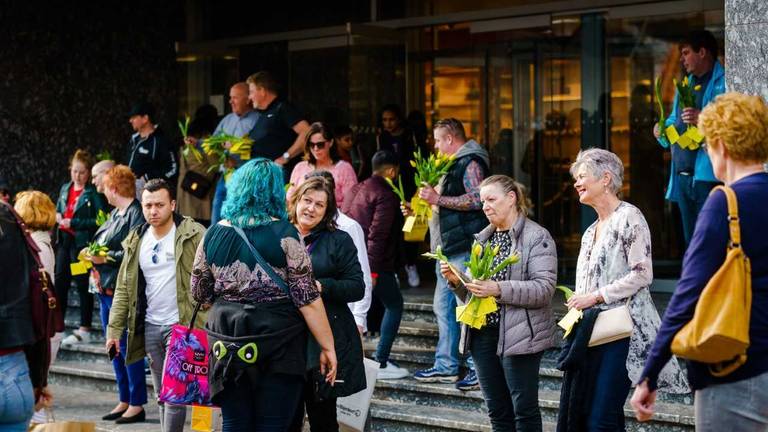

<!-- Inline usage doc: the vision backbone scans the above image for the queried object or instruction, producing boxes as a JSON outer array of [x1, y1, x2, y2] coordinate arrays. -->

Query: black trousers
[[470, 326, 542, 432], [53, 231, 92, 327]]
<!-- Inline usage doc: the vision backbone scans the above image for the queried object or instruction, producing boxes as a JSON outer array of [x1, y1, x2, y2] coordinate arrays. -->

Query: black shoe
[[101, 408, 128, 420], [115, 409, 147, 424]]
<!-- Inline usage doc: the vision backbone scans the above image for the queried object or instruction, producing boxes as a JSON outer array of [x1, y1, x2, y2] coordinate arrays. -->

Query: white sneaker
[[376, 361, 410, 379], [61, 330, 91, 346], [405, 265, 421, 288]]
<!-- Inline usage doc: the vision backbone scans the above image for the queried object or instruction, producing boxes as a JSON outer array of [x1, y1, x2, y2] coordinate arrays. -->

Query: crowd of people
[[0, 30, 768, 432]]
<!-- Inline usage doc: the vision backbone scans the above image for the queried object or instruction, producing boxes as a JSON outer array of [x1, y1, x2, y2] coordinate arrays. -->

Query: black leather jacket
[[304, 229, 366, 397], [93, 199, 144, 292], [0, 202, 35, 349]]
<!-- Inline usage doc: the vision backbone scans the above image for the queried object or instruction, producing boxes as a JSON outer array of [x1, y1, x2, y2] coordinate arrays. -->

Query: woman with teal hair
[[191, 158, 337, 432]]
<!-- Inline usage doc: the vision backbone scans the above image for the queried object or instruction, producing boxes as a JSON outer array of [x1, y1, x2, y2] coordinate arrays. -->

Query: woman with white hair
[[561, 149, 688, 431]]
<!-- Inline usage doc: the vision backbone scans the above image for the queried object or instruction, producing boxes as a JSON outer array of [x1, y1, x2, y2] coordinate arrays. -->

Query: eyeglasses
[[152, 243, 160, 264]]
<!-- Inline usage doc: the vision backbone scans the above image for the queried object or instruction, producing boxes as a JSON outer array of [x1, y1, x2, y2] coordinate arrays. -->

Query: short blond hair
[[699, 92, 768, 162], [13, 191, 56, 231], [104, 165, 136, 198]]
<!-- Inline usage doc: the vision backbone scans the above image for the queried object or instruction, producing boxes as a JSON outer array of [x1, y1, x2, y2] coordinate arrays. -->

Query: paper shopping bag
[[336, 359, 379, 431], [158, 321, 211, 406]]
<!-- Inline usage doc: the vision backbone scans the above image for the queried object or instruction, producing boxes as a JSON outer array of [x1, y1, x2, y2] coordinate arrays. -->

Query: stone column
[[725, 0, 768, 100]]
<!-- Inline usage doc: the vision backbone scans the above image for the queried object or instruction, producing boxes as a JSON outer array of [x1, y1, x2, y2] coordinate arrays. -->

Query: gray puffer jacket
[[452, 218, 557, 356]]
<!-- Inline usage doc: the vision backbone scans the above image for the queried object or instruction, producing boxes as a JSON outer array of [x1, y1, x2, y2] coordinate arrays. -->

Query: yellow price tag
[[191, 405, 213, 432], [664, 125, 680, 144], [557, 308, 584, 339], [69, 261, 90, 276], [677, 132, 695, 150], [685, 126, 704, 144], [403, 216, 416, 232]]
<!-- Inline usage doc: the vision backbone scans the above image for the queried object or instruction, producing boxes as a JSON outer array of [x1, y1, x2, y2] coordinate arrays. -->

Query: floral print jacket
[[576, 201, 690, 393]]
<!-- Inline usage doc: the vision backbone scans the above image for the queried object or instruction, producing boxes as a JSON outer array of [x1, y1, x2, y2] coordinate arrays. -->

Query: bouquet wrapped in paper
[[655, 77, 704, 150], [202, 132, 253, 181], [96, 209, 109, 226], [424, 242, 520, 329]]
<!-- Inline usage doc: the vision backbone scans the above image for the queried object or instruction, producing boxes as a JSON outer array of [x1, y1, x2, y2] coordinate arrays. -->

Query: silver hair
[[571, 148, 624, 195]]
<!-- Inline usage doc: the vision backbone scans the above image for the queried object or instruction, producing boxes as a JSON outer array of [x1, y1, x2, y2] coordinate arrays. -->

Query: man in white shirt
[[107, 179, 205, 432]]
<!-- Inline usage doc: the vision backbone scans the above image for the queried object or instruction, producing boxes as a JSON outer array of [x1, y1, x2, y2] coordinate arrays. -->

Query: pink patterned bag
[[158, 304, 212, 406]]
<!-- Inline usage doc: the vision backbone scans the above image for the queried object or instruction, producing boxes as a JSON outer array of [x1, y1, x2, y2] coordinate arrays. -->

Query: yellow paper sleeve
[[664, 125, 680, 144], [191, 406, 213, 432]]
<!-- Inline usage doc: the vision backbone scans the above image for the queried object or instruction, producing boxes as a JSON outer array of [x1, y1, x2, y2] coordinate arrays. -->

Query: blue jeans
[[217, 373, 304, 432], [146, 323, 187, 432], [470, 326, 542, 432], [675, 174, 719, 247], [587, 338, 632, 432], [99, 294, 147, 406], [432, 252, 474, 375], [694, 372, 768, 432], [373, 272, 403, 363], [211, 176, 227, 226], [0, 352, 35, 432]]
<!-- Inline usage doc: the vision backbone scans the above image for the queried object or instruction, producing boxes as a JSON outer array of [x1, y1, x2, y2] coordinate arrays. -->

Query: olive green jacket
[[107, 214, 206, 364]]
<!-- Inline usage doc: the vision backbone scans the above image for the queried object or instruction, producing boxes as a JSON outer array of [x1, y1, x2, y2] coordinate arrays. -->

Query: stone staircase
[[50, 288, 694, 432]]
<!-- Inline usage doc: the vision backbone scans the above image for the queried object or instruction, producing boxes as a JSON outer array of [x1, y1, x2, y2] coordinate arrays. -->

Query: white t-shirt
[[139, 225, 179, 325]]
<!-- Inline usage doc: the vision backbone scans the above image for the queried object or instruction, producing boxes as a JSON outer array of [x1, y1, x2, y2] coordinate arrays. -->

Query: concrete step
[[373, 378, 694, 431], [42, 384, 198, 432], [363, 341, 693, 405], [371, 400, 557, 432], [48, 355, 153, 393]]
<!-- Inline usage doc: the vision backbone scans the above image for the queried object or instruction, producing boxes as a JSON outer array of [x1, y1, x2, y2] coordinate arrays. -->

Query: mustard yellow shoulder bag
[[672, 186, 752, 377]]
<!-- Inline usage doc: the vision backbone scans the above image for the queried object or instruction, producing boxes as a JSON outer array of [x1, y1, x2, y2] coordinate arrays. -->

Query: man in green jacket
[[107, 179, 205, 432]]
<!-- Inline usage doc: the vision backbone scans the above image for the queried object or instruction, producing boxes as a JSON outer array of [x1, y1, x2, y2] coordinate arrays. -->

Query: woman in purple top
[[631, 93, 768, 432]]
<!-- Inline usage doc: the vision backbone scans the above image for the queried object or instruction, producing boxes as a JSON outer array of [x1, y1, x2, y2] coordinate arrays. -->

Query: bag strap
[[231, 225, 291, 297], [185, 302, 202, 340], [6, 204, 56, 309], [710, 185, 741, 249]]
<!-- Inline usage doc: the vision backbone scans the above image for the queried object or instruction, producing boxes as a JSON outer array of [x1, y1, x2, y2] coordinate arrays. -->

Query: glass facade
[[178, 1, 727, 283]]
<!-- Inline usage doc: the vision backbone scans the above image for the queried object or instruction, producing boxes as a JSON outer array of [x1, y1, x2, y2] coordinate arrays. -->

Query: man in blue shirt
[[653, 30, 725, 247], [187, 82, 259, 224]]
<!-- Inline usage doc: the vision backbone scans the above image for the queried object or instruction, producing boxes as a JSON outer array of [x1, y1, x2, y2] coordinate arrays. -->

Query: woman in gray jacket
[[441, 175, 557, 432]]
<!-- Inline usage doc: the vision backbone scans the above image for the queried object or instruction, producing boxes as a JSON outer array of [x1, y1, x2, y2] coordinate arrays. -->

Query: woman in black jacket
[[83, 165, 147, 420], [289, 177, 366, 432], [54, 150, 106, 345]]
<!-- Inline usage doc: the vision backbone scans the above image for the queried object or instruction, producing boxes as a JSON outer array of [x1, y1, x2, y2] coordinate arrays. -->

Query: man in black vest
[[414, 118, 489, 390]]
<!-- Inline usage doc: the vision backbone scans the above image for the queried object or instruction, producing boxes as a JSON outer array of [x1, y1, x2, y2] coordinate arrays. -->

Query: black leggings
[[54, 231, 92, 327]]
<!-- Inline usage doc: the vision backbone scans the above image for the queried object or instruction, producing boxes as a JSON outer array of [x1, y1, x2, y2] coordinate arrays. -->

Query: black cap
[[371, 150, 399, 171], [128, 101, 155, 118]]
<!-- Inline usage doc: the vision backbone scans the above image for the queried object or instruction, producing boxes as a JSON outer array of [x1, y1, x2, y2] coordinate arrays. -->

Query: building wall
[[0, 1, 183, 194], [725, 0, 768, 100]]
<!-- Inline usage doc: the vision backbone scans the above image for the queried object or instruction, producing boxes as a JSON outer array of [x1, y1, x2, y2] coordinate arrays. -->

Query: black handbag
[[181, 171, 213, 199]]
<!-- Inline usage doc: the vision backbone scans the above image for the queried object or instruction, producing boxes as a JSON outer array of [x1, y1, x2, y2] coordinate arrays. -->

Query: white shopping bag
[[336, 359, 379, 431]]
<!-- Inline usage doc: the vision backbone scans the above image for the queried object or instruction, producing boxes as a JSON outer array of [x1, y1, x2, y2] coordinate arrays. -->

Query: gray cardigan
[[453, 217, 557, 356]]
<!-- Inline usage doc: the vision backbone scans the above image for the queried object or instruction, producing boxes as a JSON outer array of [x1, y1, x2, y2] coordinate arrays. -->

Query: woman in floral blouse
[[191, 158, 337, 431], [568, 149, 689, 430]]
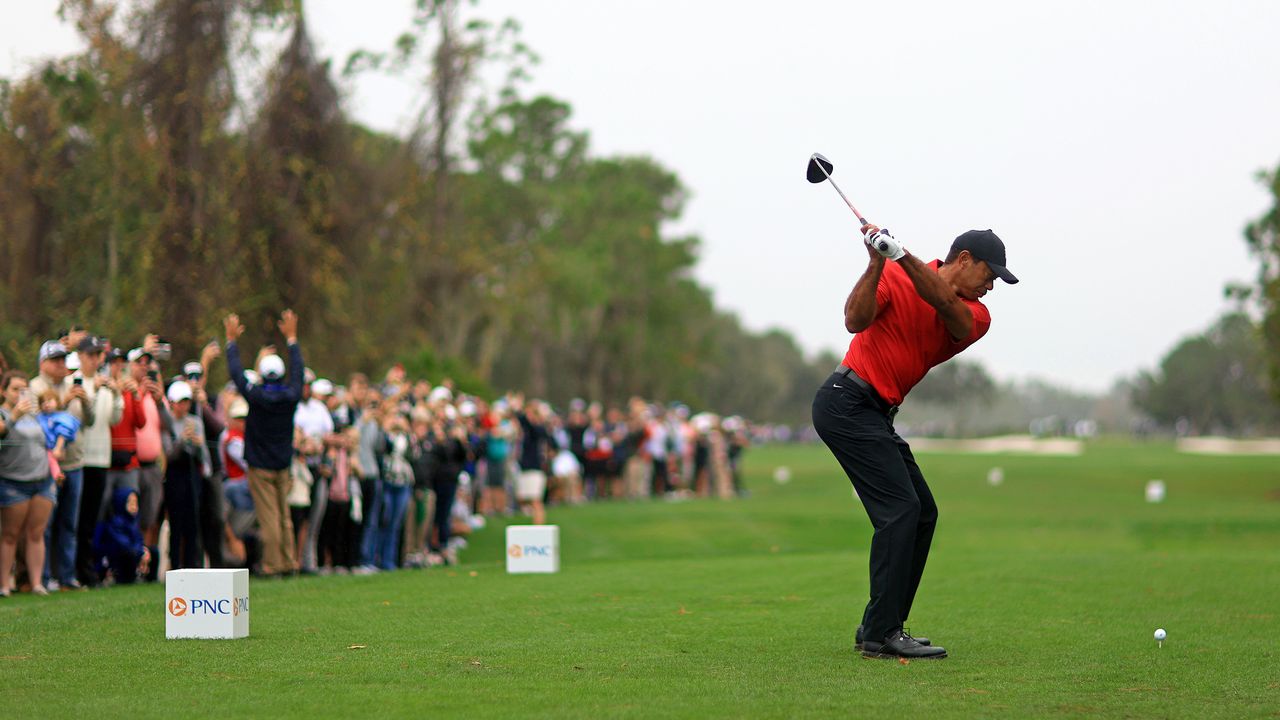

======

[GIVEN EXERCISE] Return every line from the entries above that contains the word "floral".

[SOLUTION TO THE PROBLEM]
Query: floral print jacket
Query: woman in floral blouse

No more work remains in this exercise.